#### What is being asked:
Can you reproduce the records below word for word, starting at their first line and ending at the line that contains "[(217, 72), (52, 106)]", with both of those lines included?
— start —
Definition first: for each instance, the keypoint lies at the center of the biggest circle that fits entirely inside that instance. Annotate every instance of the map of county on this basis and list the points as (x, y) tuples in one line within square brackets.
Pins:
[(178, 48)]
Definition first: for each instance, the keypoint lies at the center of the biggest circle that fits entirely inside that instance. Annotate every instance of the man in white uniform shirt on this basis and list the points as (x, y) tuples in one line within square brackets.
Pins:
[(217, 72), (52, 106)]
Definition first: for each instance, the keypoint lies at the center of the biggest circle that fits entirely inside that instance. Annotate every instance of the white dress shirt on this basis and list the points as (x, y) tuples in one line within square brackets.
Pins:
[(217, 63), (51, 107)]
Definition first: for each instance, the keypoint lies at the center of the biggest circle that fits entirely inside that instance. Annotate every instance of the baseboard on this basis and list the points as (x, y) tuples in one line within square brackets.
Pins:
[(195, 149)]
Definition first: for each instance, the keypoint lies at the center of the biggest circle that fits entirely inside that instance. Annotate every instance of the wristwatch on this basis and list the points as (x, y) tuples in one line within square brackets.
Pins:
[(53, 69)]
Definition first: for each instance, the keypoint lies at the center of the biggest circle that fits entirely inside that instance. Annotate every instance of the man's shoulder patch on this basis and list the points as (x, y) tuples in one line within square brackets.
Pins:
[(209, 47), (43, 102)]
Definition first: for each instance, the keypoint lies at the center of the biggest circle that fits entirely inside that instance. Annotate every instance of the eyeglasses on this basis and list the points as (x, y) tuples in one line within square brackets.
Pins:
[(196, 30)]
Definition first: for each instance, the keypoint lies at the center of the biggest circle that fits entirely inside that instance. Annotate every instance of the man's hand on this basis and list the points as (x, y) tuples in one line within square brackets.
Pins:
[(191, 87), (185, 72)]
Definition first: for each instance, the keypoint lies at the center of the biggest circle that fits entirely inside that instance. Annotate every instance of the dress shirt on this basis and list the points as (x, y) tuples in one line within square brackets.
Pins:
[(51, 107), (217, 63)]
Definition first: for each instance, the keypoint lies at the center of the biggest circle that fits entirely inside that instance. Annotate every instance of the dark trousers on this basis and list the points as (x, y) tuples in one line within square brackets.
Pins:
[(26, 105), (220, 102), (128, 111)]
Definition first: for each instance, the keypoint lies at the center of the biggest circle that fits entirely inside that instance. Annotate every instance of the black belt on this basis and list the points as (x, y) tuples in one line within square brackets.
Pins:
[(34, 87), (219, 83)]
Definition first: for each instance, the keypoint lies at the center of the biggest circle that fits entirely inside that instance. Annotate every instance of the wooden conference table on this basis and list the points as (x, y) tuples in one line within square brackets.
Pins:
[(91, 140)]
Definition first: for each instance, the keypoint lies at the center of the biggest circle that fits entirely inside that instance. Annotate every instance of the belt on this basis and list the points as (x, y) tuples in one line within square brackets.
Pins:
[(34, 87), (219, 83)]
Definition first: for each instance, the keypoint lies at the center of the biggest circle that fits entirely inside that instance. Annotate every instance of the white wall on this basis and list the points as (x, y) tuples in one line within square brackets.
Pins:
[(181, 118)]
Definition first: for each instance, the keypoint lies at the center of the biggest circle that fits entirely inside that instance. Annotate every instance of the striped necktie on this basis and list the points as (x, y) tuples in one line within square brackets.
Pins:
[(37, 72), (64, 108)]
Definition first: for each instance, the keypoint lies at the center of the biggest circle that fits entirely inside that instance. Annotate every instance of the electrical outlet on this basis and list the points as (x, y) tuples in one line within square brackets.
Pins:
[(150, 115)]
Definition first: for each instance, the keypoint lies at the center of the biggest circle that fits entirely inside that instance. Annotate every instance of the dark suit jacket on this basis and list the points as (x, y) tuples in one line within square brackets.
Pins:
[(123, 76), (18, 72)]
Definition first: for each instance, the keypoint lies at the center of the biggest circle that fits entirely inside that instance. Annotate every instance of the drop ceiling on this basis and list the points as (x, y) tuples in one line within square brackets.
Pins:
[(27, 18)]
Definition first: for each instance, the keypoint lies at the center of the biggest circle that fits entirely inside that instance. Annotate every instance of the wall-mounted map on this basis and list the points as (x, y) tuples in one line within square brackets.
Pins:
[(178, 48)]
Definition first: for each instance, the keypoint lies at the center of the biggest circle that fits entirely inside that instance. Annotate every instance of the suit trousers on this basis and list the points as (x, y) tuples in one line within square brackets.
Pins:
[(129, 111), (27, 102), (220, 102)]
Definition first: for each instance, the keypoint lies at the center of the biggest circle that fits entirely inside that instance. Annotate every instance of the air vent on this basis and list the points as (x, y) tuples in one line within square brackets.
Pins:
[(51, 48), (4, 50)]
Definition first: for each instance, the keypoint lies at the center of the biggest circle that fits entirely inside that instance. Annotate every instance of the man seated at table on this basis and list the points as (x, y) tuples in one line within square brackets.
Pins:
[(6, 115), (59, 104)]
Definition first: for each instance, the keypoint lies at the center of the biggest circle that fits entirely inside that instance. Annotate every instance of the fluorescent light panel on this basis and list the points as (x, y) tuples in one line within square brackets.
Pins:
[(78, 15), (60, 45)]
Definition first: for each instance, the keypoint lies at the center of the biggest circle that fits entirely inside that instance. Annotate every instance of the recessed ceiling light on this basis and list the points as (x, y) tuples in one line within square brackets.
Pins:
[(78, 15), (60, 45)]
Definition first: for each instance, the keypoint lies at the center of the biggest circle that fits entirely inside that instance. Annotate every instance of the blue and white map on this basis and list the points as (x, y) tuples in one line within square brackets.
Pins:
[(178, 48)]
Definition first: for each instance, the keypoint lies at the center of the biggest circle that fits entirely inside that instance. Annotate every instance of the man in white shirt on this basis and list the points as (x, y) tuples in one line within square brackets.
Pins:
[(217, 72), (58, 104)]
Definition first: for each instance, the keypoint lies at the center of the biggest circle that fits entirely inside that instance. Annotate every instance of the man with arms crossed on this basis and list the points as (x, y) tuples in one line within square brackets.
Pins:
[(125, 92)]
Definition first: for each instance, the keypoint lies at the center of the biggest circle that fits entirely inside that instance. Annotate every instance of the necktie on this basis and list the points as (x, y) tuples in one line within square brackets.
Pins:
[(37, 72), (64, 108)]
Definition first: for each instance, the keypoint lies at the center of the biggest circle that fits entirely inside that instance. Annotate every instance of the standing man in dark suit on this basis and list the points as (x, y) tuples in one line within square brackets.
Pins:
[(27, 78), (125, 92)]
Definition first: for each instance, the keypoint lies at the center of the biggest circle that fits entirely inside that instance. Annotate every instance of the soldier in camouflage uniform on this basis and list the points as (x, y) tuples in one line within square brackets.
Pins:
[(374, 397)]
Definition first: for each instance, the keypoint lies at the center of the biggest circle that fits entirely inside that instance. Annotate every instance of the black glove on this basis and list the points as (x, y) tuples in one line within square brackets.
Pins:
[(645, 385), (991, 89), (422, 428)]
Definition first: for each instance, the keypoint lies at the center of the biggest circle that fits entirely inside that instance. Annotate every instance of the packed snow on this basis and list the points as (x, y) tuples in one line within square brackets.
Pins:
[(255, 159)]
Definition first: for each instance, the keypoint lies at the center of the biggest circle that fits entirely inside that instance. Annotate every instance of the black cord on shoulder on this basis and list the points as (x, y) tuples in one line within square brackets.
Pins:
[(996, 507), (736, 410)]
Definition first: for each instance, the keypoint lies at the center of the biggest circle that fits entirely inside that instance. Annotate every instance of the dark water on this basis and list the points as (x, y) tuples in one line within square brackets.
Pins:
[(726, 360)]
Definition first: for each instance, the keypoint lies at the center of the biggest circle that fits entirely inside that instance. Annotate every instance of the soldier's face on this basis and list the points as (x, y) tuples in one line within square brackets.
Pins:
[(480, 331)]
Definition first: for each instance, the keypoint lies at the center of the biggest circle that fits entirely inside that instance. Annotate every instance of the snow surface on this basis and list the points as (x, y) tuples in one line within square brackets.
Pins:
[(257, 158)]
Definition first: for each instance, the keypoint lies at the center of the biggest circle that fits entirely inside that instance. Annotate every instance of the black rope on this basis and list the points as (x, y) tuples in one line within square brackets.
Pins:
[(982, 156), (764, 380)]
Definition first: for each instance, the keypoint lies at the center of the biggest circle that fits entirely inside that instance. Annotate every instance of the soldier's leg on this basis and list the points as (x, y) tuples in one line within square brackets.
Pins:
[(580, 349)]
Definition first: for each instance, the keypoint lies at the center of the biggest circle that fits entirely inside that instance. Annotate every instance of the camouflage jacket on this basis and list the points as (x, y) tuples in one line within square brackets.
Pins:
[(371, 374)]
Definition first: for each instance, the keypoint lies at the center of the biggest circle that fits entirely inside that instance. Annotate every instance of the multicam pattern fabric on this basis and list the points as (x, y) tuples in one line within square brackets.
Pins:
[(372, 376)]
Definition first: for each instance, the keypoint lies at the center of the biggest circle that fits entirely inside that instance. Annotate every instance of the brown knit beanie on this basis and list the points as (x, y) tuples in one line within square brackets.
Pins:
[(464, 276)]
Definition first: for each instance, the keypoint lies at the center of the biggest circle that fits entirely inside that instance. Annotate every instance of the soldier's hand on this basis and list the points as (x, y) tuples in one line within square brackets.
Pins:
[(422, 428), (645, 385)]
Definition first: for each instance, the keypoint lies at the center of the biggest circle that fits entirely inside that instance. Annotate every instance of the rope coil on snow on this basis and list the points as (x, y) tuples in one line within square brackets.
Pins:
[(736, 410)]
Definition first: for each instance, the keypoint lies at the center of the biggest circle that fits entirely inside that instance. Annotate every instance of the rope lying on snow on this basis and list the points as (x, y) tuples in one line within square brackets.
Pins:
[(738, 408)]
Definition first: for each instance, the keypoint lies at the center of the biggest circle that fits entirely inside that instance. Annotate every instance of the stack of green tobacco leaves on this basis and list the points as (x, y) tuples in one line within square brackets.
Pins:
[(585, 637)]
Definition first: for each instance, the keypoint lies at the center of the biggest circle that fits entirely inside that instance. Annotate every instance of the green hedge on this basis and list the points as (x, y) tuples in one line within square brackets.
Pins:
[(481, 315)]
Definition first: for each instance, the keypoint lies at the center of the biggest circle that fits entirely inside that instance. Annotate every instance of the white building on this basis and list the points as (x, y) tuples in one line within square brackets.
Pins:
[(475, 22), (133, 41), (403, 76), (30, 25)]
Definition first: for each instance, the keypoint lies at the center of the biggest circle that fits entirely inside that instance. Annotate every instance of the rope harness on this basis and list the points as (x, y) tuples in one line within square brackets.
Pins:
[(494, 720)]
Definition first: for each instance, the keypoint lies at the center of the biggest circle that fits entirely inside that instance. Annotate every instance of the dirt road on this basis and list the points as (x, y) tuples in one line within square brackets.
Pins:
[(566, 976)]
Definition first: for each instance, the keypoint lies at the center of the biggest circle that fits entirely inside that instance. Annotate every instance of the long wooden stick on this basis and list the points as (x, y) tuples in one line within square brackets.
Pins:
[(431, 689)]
— end —
#### Written response:
Definition first: for each instance, the keypoint lies at the center of the biggest circle that fits entirely inside that instance. Annotate every instance of the map of county on this basis and list the points as (x, y) tuples in one line within square brackets.
Pins:
[(178, 48)]
Definition first: for each instance, the keypoint lies at the center of the biggest circle that fits entirely inside that instance. Annotate every instance of the man in white uniform shirt on this basis and list the points as (x, y) tuples in one line within square brackets.
Pins:
[(217, 72), (52, 106)]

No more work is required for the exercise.